Partindo das recomendações habituais de carboidratos numa dieta tradicional padrão, qualquer quantidade abaixo de 50% das calorias diárias vindo dos mesmos ja pode ser considerada low carb. Mas alguns mais radicais só consideram low carb “de verdade” quando a ingestão máxima de carboidratos/dia não passa de 20 gramas!

Eu particularmente considero 20g/dia um valor absurdamente baixo e desnecessário a grande maioria das pessoas e por vários motivos:

Como o cérebro usa preferencialmente a glicose como combustível, o próprio corpo (enquanto usa os corpos cetônicos, vindos da gordura e de alguns aminoácidos) se encarrega de gerar glicose (a partir das proteínas, sejam da alimentação, seja da massa muscular) para o cérebro e isso pode aumentar a glicemia. Além disso, para manter níveis tão baixos de carboidratos, é necessário abrir mão de muitos alimentos saudáveis, como frutas e legumes (principais fontes de compostos bioativos de ação anti-inflamatória e antioxidante; vitaminas, minerais e fibras), ao mesmo tempo em que se aumenta a ingestão de alimentos com mais proteinas e gorduras.

Registros de dados |
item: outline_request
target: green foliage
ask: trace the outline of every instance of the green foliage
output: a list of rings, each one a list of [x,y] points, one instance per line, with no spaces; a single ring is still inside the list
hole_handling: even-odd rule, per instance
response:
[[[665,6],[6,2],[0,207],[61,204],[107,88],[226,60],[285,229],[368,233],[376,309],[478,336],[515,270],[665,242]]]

Sobre a tarefa | Redigite na íntegra, sem qualquer alteração, o texto sobre dietas low carb que aparece acima.

Resposta do exercício |
Partindo das recomendações habituais de carboidratos numa dieta tradicional padrão, qualquer quantidade abaixo de 50% das calorias diárias vindo dos mesmos ja pode ser considerada low carb. Mas alguns mais radicais só consideram low carb “de verdade” quando a ingestão máxima de carboidratos/dia não passa de 20 gramas!

Eu particularmente considero 20g/dia um valor absurdamente baixo e desnecessário a grande maioria das pessoas e por vários motivos:

Como o cérebro usa preferencialmente a glicose como combustível, o próprio corpo (enquanto usa os corpos cetônicos, vindos da gordura e de alguns aminoácidos) se encarrega de gerar glicose (a partir das proteínas, sejam da alimentação, seja da massa muscular) para o cérebro e isso pode aumentar a glicemia. Além disso, para manter níveis tão baixos de carboidratos, é necessário abrir mão de muitos alimentos saudáveis, como frutas e legumes (principais fontes de compostos bioativos de ação anti-inflamatória e antioxidante; vitaminas, minerais e fibras), ao mesmo tempo em que se aumenta a ingestão de alimentos com mais proteinas e gorduras.